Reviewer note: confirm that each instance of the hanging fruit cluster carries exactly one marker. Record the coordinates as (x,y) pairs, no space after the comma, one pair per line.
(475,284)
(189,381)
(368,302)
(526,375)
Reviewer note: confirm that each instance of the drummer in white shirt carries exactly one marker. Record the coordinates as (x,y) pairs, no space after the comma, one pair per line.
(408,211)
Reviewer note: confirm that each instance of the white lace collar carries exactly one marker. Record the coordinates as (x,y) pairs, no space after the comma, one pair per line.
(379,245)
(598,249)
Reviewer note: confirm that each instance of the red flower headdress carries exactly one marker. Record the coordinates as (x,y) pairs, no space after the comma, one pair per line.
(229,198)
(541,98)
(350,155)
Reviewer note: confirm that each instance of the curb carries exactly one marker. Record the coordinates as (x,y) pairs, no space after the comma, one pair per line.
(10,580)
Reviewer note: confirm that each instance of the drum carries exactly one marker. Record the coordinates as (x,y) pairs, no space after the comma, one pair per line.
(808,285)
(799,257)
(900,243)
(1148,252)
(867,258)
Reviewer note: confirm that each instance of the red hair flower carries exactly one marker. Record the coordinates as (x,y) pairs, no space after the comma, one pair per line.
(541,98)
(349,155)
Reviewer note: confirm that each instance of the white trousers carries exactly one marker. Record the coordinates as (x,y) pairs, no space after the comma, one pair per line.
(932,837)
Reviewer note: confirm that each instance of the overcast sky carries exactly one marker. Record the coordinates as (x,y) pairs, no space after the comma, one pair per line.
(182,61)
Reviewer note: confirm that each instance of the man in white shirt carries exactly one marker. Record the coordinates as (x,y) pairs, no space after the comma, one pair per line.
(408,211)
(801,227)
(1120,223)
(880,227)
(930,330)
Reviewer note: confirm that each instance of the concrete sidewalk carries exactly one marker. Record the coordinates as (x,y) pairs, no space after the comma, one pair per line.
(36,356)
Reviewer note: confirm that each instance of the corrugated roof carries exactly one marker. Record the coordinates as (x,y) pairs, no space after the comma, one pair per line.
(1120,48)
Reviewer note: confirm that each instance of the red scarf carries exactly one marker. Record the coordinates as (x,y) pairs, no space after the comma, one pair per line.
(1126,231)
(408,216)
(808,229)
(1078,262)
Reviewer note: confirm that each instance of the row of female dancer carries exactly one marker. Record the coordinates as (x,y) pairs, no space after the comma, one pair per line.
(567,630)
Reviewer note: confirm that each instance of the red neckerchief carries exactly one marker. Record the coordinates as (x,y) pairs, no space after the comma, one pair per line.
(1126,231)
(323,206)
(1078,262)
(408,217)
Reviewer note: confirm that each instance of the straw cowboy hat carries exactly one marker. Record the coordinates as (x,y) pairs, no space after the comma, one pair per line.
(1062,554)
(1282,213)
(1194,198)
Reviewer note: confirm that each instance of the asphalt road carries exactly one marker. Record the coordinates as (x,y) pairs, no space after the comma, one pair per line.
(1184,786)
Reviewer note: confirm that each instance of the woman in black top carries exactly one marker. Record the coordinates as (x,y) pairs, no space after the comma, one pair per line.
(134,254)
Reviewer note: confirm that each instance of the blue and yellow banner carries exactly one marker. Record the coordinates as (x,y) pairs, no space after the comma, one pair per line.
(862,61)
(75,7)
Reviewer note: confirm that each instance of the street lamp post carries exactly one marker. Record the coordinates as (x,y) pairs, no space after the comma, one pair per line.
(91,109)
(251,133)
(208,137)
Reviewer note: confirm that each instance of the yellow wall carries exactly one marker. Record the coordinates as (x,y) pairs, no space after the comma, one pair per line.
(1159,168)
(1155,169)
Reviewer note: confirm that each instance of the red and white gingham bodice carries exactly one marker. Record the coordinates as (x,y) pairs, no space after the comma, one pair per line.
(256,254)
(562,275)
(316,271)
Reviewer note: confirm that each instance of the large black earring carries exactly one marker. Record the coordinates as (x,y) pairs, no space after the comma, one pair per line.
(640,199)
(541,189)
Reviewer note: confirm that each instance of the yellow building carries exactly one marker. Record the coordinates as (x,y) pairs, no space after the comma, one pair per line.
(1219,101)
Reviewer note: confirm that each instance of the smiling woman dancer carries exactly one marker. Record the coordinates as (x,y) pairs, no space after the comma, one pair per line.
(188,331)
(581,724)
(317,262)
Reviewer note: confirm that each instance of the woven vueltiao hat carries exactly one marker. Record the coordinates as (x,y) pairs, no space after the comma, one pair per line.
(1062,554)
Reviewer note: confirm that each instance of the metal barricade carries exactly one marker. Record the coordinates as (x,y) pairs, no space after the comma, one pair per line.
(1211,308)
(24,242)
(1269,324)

◆ Your task
Exactly as shown, repeat every record.

◆ Reply to the task
Reviewer note: confirm that each instance of the hanging fruit cluster carries exactly one marker. Record the coordinates as (x,y) pairs, no space after the comma, one pair per line.
(475,284)
(189,381)
(368,302)
(526,375)
Reviewer note: confirm that each instance of the drummer in white shirt carries exactly one marker. Record the coordinates as (x,y) pairs, no space after the comma, one pair per line.
(408,211)
Reviewer note: confirm that each instance of the white lace collar carries exactly one marker. Record the coordinates as (x,y) pairs, no space after the comma, one pair per line.
(379,245)
(598,249)
Reviewer note: confirm that each instance of the red flower headdress carries exactly one marker. Record the coordinates as (x,y) pairs, no space after the comma, one pair per line.
(229,198)
(541,98)
(350,155)
Reviewer note: confirm that each instance of the curb carries exactly one marker. Record the coordinates as (x,y) pairs, no space after the comma, one pair per line.
(10,580)
Reviewer note: confirm that each instance of the drum carries exactly one marker. Record the coordinates as (x,y) pairs, no space after the comma, one pair per line.
(808,285)
(799,257)
(900,243)
(1148,252)
(867,258)
Reviewer note: confirm that each instance of the red hair flower carries exactly one marker. Record the coordinates as (x,y) pairs, no space after the comma, one pair per line.
(541,98)
(349,155)
Reviewer note: confirm that each instance of the white trousers carries exactly one marker. Record the coordinates as (x,y) pairs, no space after the comma, one pair per line.
(932,837)
Reviewer note: confirm that each instance of the overcast sky carries exactly one marker. Record the coordinates as (x,y) pairs, no space after the comma, one pair per line.
(182,61)
Reviewer note: confirm that each instance of the man in white shirt carries exactly one marker. Record the coordinates as (x,y) pairs, no space after the comma, one pair per line.
(408,211)
(801,227)
(1120,223)
(880,227)
(930,330)
Reviewer note: confirm that each instance of the concrete sidewalk carries exactly one marker. Record the coordinates as (x,y) pairs, no space after the comma, one pair per line.
(36,356)
Reviewer note: confirm that each instance of the corrugated roof carries exactly one marker. Record the coordinates as (x,y) pairs, no space after the comma, one pair per line.
(1120,48)
Reviewer note: confirm that each instance of the red scarf carries exactly one marker. Record the coordinates as (x,y) pairs, no space after the comma, one pair per line.
(1126,231)
(408,216)
(808,229)
(1078,262)
Reviewer note: confirm that each instance of the row of female dancer carries exactly one marker. Record the coordinates as (x,y) pairs, no space after the comma, one pair per line.
(567,630)
Reviewer note: confirm that each instance of the red neckerchief carries exactly one marker. Record the coordinates as (x,y) pairs, no space after the comma, one pair per line.
(1126,231)
(323,206)
(1078,262)
(408,217)
Reviewer note: confirm that each instance of the straw cowboy hat carries exactly one marker. Record the coordinates as (x,y) pairs, no space after the comma, one pair per line.
(1062,554)
(1282,213)
(1194,198)
Reviewer note: confirm that each instance of the asphalt road carries exactly one marker. Record the coordinates as (x,y) pairs, no space after the comma, one pair per line.
(1184,786)
Reviewer note: confirm that each instance of the woman in black top carries exactly one marker. Record the coordinates as (x,y) pairs, no space after the comma, one pair per line.
(134,254)
Reviewer note: confirm that each instance of the blue and yellow banner carries exactly one marker. Record the coordinates as (x,y) pairs, no space after the comma, one pair per line.
(862,61)
(75,7)
Reviewer note: confirm that each instance of the street lamp post carries exactly one marker. Record the coordinates as (x,y) pairs, no space after the comma, one pair per line.
(91,109)
(251,133)
(208,137)
Reviewer note: confirm that each instance of the yellow wall carries exactly one marker. Record the coordinates as (x,y) pairs, no space after the comma, one pair per line.
(1159,168)
(1155,169)
Reviewer note: confirm that each instance of the red and white gingham bodice carries exactly one marker. Record the coordinates as (x,y) pairs, no space after the comma, one pair per line.
(256,254)
(562,275)
(316,271)
Reviewer note: confirm that each instance of the large black earring carries exactly one marker. Record the coordinates as (x,y) pairs, no space after the comma, one pair per line.
(640,199)
(541,189)
Reviewer note: confirm that each instance of the yellow building carries exactly one marker. Record the coordinates as (x,y) pairs, no space after the comma, one pair per line.
(1219,101)
Reviewer note: confirm that each instance of the smiling woman dancer carries exactly one marker. Record the coordinates as (x,y) pairs, no space after the comma, one pair per line.
(188,331)
(581,724)
(317,262)
Reviewer note: confirm that each instance of the woven vueltiao hat carries exactly one marker. Record the coordinates as (x,y) pairs, no space after the comma, one pair per line.
(1062,554)
Reviewer note: confirm that each instance of the metal barricade carries exactly one marker. Record the coordinates as (x,y) pairs, no space after the comma, one pair per line.
(1211,308)
(24,242)
(1269,324)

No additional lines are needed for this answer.